What you are asked to do: Could you output the entries that follow exactly, omitting any pictures they contain?

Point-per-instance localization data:
────
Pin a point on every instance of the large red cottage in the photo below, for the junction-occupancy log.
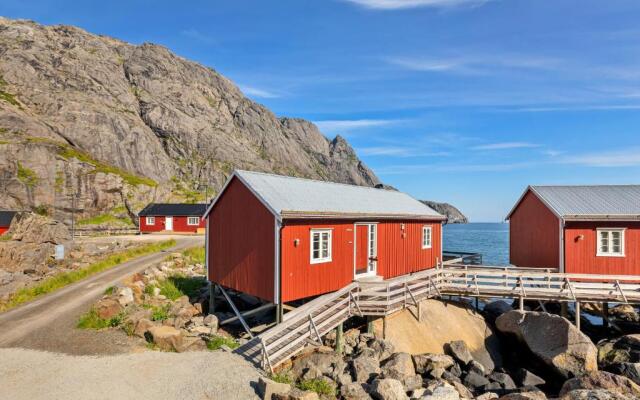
(282, 238)
(577, 229)
(168, 218)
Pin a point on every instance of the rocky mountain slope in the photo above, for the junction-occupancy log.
(454, 216)
(92, 123)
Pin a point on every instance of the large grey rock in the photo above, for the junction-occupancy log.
(388, 389)
(602, 380)
(552, 339)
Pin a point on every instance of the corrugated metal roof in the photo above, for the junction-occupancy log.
(296, 197)
(595, 201)
(173, 209)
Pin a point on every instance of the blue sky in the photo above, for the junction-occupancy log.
(462, 101)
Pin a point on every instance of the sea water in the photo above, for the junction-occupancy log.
(489, 239)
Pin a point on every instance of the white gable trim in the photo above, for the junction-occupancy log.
(244, 182)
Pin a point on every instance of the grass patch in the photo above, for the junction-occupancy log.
(61, 280)
(319, 386)
(195, 254)
(27, 175)
(91, 320)
(177, 286)
(216, 342)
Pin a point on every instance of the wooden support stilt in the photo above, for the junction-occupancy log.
(340, 338)
(212, 297)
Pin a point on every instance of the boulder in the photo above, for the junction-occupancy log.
(354, 391)
(166, 337)
(597, 394)
(399, 366)
(388, 389)
(602, 380)
(108, 308)
(526, 378)
(365, 368)
(426, 362)
(628, 370)
(552, 339)
(459, 351)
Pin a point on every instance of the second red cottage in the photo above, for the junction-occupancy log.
(282, 238)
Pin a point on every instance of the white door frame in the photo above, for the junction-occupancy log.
(372, 266)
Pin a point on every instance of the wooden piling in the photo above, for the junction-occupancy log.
(340, 338)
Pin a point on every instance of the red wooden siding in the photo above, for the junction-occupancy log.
(398, 254)
(242, 243)
(179, 225)
(534, 235)
(580, 253)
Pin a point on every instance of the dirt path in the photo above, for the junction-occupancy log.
(153, 375)
(49, 322)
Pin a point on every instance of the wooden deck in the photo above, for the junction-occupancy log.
(310, 322)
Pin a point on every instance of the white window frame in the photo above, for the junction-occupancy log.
(425, 229)
(609, 252)
(197, 219)
(321, 259)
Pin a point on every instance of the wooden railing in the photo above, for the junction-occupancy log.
(308, 323)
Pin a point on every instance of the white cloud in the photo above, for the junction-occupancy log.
(616, 158)
(257, 92)
(339, 126)
(404, 4)
(505, 146)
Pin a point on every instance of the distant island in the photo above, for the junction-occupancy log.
(454, 216)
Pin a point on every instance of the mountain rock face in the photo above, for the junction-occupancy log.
(454, 216)
(89, 123)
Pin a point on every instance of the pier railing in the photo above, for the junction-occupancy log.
(308, 323)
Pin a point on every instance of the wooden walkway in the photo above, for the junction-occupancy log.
(308, 323)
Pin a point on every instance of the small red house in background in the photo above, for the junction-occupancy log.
(178, 218)
(5, 220)
(282, 238)
(577, 229)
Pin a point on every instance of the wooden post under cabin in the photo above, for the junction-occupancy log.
(339, 338)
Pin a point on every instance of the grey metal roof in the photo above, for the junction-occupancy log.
(290, 197)
(591, 202)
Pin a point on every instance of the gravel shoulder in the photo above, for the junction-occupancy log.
(29, 374)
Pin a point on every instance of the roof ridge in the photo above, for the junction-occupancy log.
(316, 180)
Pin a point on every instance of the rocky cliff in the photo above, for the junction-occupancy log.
(454, 216)
(92, 123)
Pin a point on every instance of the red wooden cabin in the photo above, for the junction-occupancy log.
(281, 238)
(168, 218)
(5, 220)
(577, 229)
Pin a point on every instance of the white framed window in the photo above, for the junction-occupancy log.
(193, 220)
(427, 231)
(610, 242)
(320, 245)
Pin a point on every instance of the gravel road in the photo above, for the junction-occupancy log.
(33, 375)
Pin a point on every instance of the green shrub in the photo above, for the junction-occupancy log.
(319, 386)
(56, 282)
(91, 320)
(216, 342)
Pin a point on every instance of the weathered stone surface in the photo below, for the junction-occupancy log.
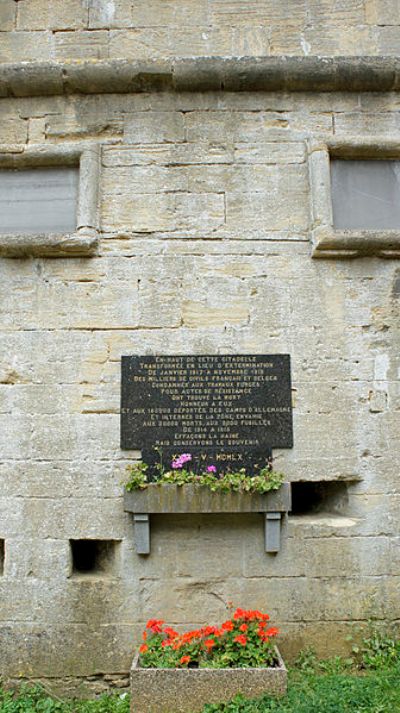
(52, 15)
(205, 248)
(7, 15)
────
Your solution:
Pin a point on every instance of the large red cottage in the photo below, for the junction-occupancy log.
(282, 238)
(577, 229)
(168, 218)
Pin a point on every instance of the rocky mountain slope in the photo above, for the junction-occupancy log.
(454, 216)
(92, 123)
Pin a point on every instance of the large grey rock in the photo above, for the junction-occupancy log.
(388, 389)
(602, 380)
(552, 339)
Pin a point on every instance of the corrugated metal roof in the photo above, for the junction-occupancy log.
(296, 197)
(595, 201)
(173, 209)
Pin a point on every instance of the blue sky in the photo above, for the junction-occupancy log.
(462, 101)
Pin a point on every instance of the sea water in the photo above, for the junction-occupancy log.
(489, 239)
Pin a point on every instance of the white gable trim in the photo above, for the junction-occupancy log.
(244, 182)
Pin a point on every instance of the grass patch in the photo above, for the junction-occupancy log.
(61, 280)
(319, 386)
(195, 254)
(27, 175)
(91, 320)
(177, 286)
(216, 342)
Pin a point on every instance of the wooden support stilt in the photo above, for the junction-occupancy log.
(340, 338)
(212, 297)
Pin a point on every instance of the boulder in the photo above, for the junction-occupancy log.
(354, 391)
(166, 337)
(597, 394)
(399, 366)
(388, 389)
(602, 380)
(108, 308)
(526, 378)
(365, 368)
(426, 362)
(628, 370)
(552, 339)
(459, 351)
Pin a point on every instance of the second red cottage in the photo above, for the junction-occupancy log.
(282, 238)
Pin a point on every instance of the white door frame in the photo above, for the junction-occupancy log.
(372, 266)
Pin a point on every instance of the wooden piling in the photo above, for the junction-occupancy log.
(340, 338)
Pin a point on every instance of the red wooden siding in the photo above, for the junction-occupancy log.
(398, 254)
(242, 243)
(179, 225)
(534, 235)
(580, 253)
Pin a point on every instance of the dirt path in the photo above, for the junction-occupancy log.
(153, 375)
(49, 322)
Pin a point on every instance of the wooden deck in the photo above, for the junction-occupancy log.
(310, 322)
Pin a point on every instance of the white window frame in the photo above, for the junction-occupancy log.
(425, 229)
(609, 252)
(197, 219)
(321, 259)
Pin a point on every instance of the wooden railing in the photo above, for the junction-occupancy log.
(308, 323)
Pin a point on every instance of the white cloud in the photo above, for the junction-occupancy log.
(616, 158)
(257, 92)
(339, 126)
(404, 4)
(505, 146)
Pin a point on every instance of the distant island in the photo above, for the junction-occupancy log.
(454, 216)
Pin a point on every instance of the mountain rock face in the photo above, for the junction-occupancy log.
(454, 216)
(89, 123)
Pin a point on every instance of the pier railing in the photo above, for the junction-occupancy log.
(308, 323)
Pin a point on every instance of the wooden walkway in the photo above, for the junction-occupancy log.
(308, 323)
Pin a point on every instance of the small red house in background in the photo above, for the junction-occupancy log.
(178, 218)
(5, 220)
(282, 238)
(577, 229)
Pin a point on every instance of the wooden post under cabin in the photo above, for the junction-occupancy log.
(339, 338)
Pin a point on every instance of the grey metal roof in the photo above, for the junction-occupancy log.
(290, 197)
(591, 202)
Pin a point on every instance of the gravel shoulder in the photo above, for the junction-occupancy log.
(29, 374)
Pin a point on every instance of the roof ridge in the photo above, for the junction-occupancy log.
(316, 180)
Pin a point on every instance of the rocky cliff in the photo above, for the junction-occupancy log.
(454, 216)
(92, 123)
Pin a point on every instance of the red wooden cabin in the photo above, for the junction-occupancy log.
(281, 238)
(168, 218)
(5, 220)
(577, 229)
Pin a point on every instance of the white framed window in the photo above, for the junction-occupancy log.
(193, 220)
(427, 231)
(610, 242)
(320, 245)
Pin a point on every instance of the gravel road in the photo above, for the junction-occupancy log.
(33, 375)
Pin a point on every instance of the green shrub in the photo above, for the junction-occupancy log.
(319, 386)
(56, 282)
(91, 320)
(216, 342)
Pin a point on every instance of the weathered stone surface in the photo below, for the junction-occupancy log.
(52, 15)
(205, 248)
(7, 15)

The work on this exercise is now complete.